» INSTRUCTIONS FOR THE TASK:
Write each line exactly, from the line that holds "of the gray" through the final line of the material, and no other line.

» Coordinate labeling data:
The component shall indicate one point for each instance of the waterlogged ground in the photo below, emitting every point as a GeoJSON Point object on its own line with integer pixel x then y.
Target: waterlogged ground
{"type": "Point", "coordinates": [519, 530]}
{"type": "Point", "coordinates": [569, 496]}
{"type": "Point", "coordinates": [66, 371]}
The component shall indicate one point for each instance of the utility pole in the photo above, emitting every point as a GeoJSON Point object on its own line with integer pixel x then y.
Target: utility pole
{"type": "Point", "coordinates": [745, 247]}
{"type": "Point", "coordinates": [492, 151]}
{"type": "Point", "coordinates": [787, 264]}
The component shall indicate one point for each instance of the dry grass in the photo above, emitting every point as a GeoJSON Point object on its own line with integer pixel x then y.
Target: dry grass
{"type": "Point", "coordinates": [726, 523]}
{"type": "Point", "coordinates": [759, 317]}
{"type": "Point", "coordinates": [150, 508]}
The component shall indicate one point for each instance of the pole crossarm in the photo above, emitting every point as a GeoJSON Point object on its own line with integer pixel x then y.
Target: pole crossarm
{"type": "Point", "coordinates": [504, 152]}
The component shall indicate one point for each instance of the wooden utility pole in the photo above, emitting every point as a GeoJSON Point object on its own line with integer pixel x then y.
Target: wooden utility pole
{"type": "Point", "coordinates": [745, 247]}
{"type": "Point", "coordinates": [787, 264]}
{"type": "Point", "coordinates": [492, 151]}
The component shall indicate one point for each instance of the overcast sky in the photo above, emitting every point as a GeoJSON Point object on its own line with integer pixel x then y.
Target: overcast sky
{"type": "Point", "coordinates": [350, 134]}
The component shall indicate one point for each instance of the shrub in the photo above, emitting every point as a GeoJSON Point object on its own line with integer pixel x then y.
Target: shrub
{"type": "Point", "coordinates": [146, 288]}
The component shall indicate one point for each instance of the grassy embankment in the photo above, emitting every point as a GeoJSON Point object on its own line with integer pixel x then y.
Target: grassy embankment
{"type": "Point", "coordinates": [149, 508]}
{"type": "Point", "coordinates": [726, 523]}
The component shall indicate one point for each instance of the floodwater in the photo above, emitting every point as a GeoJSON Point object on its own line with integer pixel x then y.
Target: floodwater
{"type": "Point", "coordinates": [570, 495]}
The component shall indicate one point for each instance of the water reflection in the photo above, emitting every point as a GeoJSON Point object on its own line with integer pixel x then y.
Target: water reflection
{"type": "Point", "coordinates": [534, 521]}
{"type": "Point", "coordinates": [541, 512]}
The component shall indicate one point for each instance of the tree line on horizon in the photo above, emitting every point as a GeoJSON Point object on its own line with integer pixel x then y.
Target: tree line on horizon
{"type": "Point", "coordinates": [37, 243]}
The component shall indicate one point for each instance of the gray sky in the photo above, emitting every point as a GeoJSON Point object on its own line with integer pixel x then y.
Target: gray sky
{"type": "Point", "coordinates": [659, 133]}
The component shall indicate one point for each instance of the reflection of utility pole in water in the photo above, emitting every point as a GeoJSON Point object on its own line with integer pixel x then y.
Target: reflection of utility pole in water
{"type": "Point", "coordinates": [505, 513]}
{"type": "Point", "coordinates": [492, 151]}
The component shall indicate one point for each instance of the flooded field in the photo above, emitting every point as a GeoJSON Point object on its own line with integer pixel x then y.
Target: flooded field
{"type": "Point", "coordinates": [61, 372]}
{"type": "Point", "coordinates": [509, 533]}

» OUTPUT:
The component shall indicate one point for each instance of the gray sky in the photo above, emitting every point as a GeoJSON Point object on its own line with integer pixel x then y.
Target: gray sky
{"type": "Point", "coordinates": [659, 133]}
The component shall indicate one point for each instance of the reflection of utility pole in water in the photo above, emitting every point as a GeoJSON Point object on its own line with integer pixel x then y.
Target: reflection of utility pole in water
{"type": "Point", "coordinates": [505, 513]}
{"type": "Point", "coordinates": [492, 151]}
The component shall indicate one point for each instance of the flooded field in the photo above, emitting every point as a GeoJSON Point object on its own line with integer pixel x then y.
Target: flooded field
{"type": "Point", "coordinates": [61, 372]}
{"type": "Point", "coordinates": [509, 533]}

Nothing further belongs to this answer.